> _Work instructions_:
Could you copy out word for word the lines of the data between the line holding "README — BBoxXML Detector" and the line holding "Detection target: shirt collar", including both, with the pictures left out?

> _Data records_:
####################

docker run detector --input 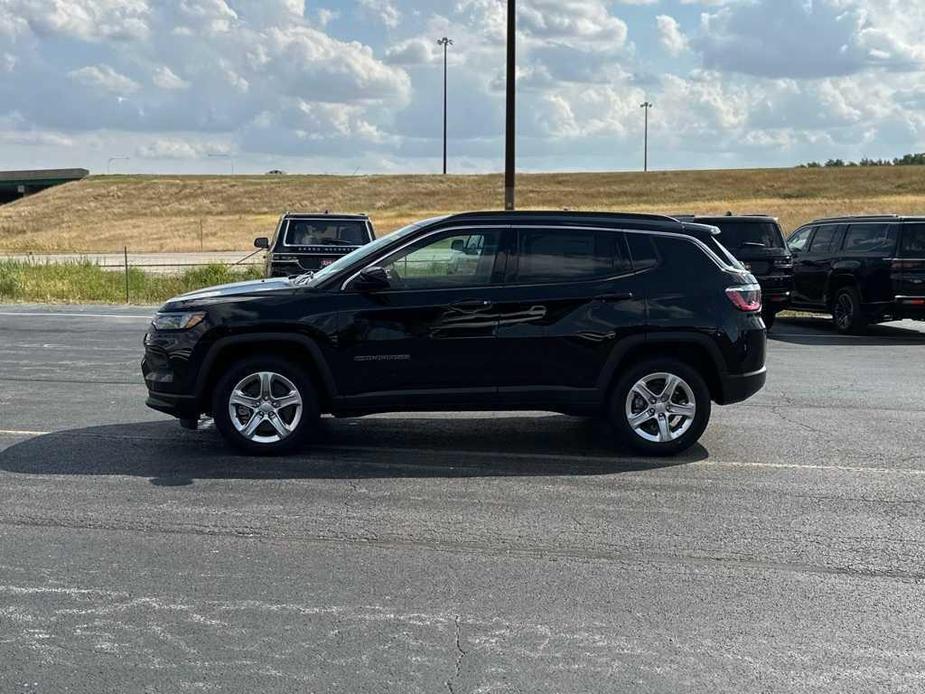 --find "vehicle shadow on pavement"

####################

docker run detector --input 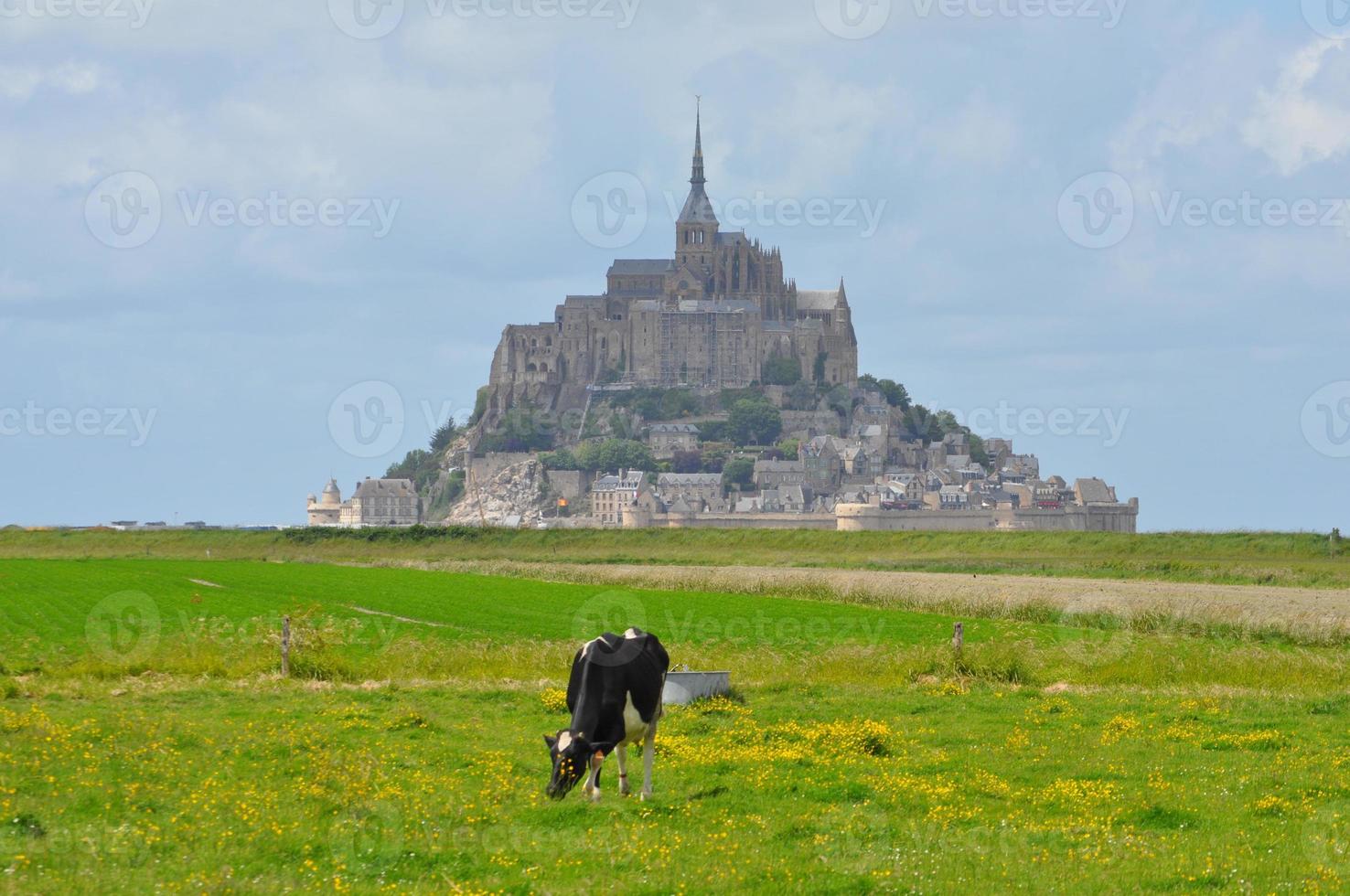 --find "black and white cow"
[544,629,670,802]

####################

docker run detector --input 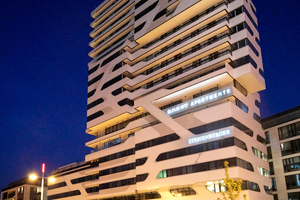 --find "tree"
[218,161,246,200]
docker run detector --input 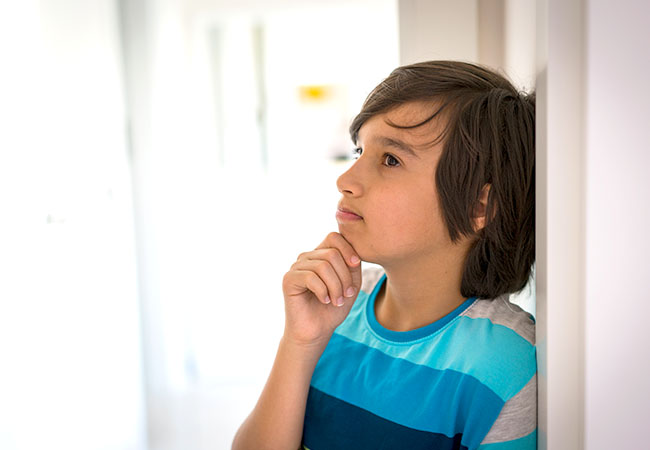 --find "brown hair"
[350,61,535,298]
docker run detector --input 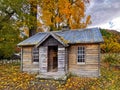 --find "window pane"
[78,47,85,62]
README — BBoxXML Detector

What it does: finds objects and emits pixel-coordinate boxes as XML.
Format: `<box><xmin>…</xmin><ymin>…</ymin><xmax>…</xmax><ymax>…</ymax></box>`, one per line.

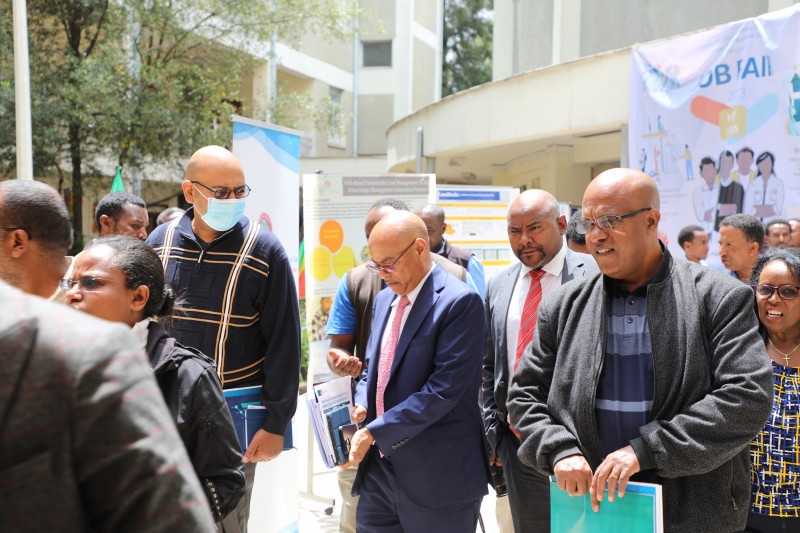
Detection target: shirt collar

####################

> _Reply_:
README — BBoxXML Detector

What it does: finds objects and emits pixel-coordinate boxes as XML.
Format: `<box><xmin>…</xmin><ymin>…</ymin><xmax>…</xmax><ymax>…</ymax></box>`, one per line.

Detection target: shirt collar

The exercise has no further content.